(Records from a dataset)
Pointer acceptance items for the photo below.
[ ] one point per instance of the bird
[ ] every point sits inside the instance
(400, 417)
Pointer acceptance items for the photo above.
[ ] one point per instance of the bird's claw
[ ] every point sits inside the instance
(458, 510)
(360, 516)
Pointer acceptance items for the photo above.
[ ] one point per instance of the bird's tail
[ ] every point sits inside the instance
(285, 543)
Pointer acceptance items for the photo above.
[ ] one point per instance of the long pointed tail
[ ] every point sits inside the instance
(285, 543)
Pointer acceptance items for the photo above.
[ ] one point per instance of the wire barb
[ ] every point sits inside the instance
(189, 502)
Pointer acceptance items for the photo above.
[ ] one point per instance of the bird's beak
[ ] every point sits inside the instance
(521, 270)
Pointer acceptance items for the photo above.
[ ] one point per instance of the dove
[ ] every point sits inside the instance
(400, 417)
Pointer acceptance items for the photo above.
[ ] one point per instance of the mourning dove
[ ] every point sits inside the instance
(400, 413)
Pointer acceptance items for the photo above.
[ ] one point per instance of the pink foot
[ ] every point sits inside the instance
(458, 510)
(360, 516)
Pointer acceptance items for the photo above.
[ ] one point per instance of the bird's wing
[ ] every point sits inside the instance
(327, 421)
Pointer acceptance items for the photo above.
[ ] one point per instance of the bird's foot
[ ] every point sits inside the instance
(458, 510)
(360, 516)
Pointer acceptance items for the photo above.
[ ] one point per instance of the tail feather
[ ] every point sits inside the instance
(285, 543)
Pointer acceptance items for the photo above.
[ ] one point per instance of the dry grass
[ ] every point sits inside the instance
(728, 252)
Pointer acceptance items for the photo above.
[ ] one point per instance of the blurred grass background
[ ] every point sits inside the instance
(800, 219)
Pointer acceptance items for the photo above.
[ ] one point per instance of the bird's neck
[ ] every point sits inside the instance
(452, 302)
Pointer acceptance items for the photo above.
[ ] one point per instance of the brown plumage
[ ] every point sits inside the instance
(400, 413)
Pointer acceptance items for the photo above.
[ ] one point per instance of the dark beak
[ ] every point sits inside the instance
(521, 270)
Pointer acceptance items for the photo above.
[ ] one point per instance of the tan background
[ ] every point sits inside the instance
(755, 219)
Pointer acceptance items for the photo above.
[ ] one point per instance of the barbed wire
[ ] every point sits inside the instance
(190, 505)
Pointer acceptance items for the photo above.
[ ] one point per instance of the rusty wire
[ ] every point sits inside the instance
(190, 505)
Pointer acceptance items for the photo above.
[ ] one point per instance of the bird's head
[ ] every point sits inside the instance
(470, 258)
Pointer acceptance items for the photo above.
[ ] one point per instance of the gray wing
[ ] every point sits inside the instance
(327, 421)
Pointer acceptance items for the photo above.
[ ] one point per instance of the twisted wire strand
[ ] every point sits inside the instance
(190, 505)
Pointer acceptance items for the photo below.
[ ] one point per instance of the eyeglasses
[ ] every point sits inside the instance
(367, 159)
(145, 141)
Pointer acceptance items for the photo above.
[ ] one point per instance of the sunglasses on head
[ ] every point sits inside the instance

Problem details ->
Gather every line from the items above that contains the string "grass". Matching is case-sensitive.

Answer to the exercise ->
[ ] one point per instance of the dry grass
[ ] one point per instance of the blurred grass background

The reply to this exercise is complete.